Introduced in August 2006, the Mac Pro was an Intel-based replacement for the Power Mac line and had two dual-core Xeon Woodcrest processors and a rectangular tower case carried over from the Power Mac G5. It was updated on April 4, 2007, by a dual quad-core Xeon Clovertown model, then on January 8, 2008, by a dual quad-core Xeon Harpertown model.[1] Revisions in 2010 and 2012 revisions had Nehalem-EP/Westmere-EP architecture Intel Xeon processors.
In December 2013, Apple released a new cylindrical Mac Pro (colloquially called the "trash can Mac Pro"[2]). Apple said it offered twice the overall performance of the first generation while taking up less than one-eighth the volume.[3] It had up to a 12-core Xeon E5 processor, dual AMD FirePro D series GPUs, PCIe-based flash storage and an HDMI port, but lacked PCIe expansion slots. Thunderbolt 2 ports brought updated wired connectivity and support for six Thunderbolt Displays. Reviews initially were generally positive, with caveats. Limitations of the cylindrical design prevented Apple from upgrading the cylindrical Mac Pro with more powerful hardware.
• • • • • • •
* Aim: Continue the Mac Pro history text from its final sentence, in the same style.
• • • • • • •
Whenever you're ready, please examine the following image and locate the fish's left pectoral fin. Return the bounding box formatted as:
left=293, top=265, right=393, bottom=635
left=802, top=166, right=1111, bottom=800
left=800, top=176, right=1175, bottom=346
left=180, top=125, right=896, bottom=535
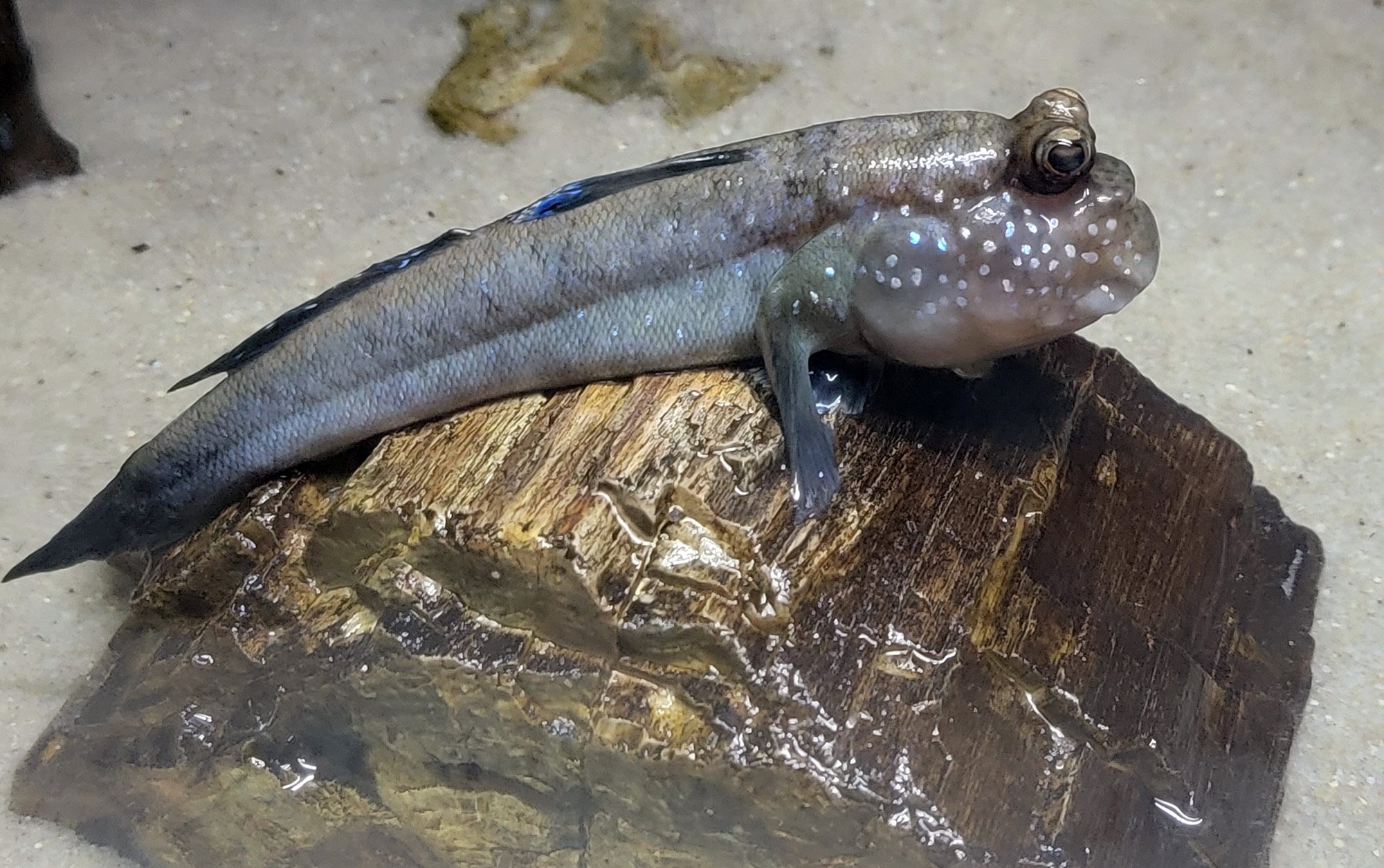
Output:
• • • • • • •
* Result for this exercise:
The 2019 Mac Pro returned to a tower form factor reminiscent of the first-generation model, but with larger air cooling holes and a new opening mechanism. It has up to a 28-core Xeon-W processor, eight PCIe slots, AMD Radeon Pro Vega GPUs, and replaces most data ports with USB-C and Thunderbolt 3.
The 2023 Mac Pro carried over the design of the 2019 model and is based on the Apple M2 Ultra chip. It is the first model with an Apple silicon chip. Its introduction completed the Mac transition from Intel to Apple processors, first announced in June 2020 and started in November that year.